▶ [READING TEXT]:
** Begin **
In SGS v. Pakistan,3 an International Centre for Settlement of Investment Disputes (ICSID) tribunal had to face the challenge of dealing with two competing arbitrations between the identical parties. One arbitration was seated in Pakistan based on the commercial agreement between the parties, and the other encompassed an investor–state claim under the Switzerland–Pakistan BIT, which was brought before the ICSID tribunal. The factual dispute pertained to a pre-shipment inspection service agreement between the service provider (SGS) and the recipient (Pakistan), and Pakistan had commenced arbitration proceedings in Pakistan relating to the dispute and sought to enforce arbitration provisions in the PSI Agreement. SGS in turn filed preliminary objections in the arbitration in Pakistan and submitted a Request for Arbitration with ICSID against Pakistan for violations of the Switzerland–Pakistan BIT and the PSI Agreement. Subsequently, the issue presented for resolution was whether one of the arbitrations should be stayed to mitigate the concerns associated with parallel arbitrations.

What ensued afterwards is a labyrinth of legal entanglements wherein the Supreme Court of Pakistan initially granted Pakistan's request to proceed with the arbitration in Pakistan and restrained SGS from participating in the ICSID arbitration. Notwithstanding that decision of the Pakistani Supreme Court, however, the ICSID Tribunal proceeded with hearing the case, and the sole arbitrator in the Pakistan arbitration stayed the proceedings until the ICSID Tribunal determined whether it had jurisdiction to consider SGS's claims.

As can be seen above, parallel proceedings in an investor–state context may take various forms – it can arise where two or more disputes involving the identical parties or issues are adjudicated in more than one forum. As was the case in SGS v. Pakistan, it may also arise where an international investor has both a commercial claim against a state under a commercial agreement and an investor–state claim against that same state under an investment treaty involving essentially the same set of facts. Parallel proceedings have also occurred in instances where several international investors of different nationalities are impacted by the same measure from a state and file an investor–state arbitration under their respective bilateral treaties with the state.

Apparently, judicial economy is one of the most apparent casualties in the event of parallel proceedings. Where a dispute is adjudicated by more than one tribunal, it inevitably leads to the risk of duplicated time and costs in resolving an essentially identical dispute. The issue may be further exacerbated when the parallel proceedings end up rendering two inconsistent outcomes, resulting in a significant uncertainty in the enforceability of the award itself. As seen in CME v. Czech Republic (CME) and Ronald Lauder v. Czech Republic (Lauder), inconsistent findings may result in contradictory outcomes in liability and quantum. Where two divergent tribunals construe the identical facts differently and render an inconsistent set of awards, it will inevitably trigger questions as to the enforceability of either award, which in turn runs the risk of renewing another round of disputes solely for the purposes of addressing such dichotomy.
** End **
▶ [SET EXERCISE 1]: Return the raw records below line for line without any changes, but leave the picture out.

[Raw records]
** Begin **
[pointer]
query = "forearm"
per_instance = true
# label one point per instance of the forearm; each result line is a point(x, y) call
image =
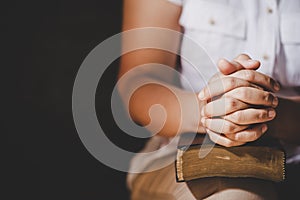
** End **
▶ [SET EXERCISE 2]: Retype the passage on parallel arbitration proceedings from "As can be seen" up to and including "with the state.", keeping every word and punctuation mark unchanged.

▶ [CORRECT RESULT 1]:
[pointer]
query = "forearm"
per_instance = true
# label one point per instance of the forearm; each result line is a point(x, y) call
image =

▶ [CORRECT RESULT 2]:
As can be seen above, parallel proceedings in an investor–state context may take various forms – it can arise where two or more disputes involving the identical parties or issues are adjudicated in more than one forum. As was the case in SGS v. Pakistan, it may also arise where an international investor has both a commercial claim against a state under a commercial agreement and an investor–state claim against that same state under an investment treaty involving essentially the same set of facts. Parallel proceedings have also occurred in instances where several international investors of different nationalities are impacted by the same measure from a state and file an investor–state arbitration under their respective bilateral treaties with the state.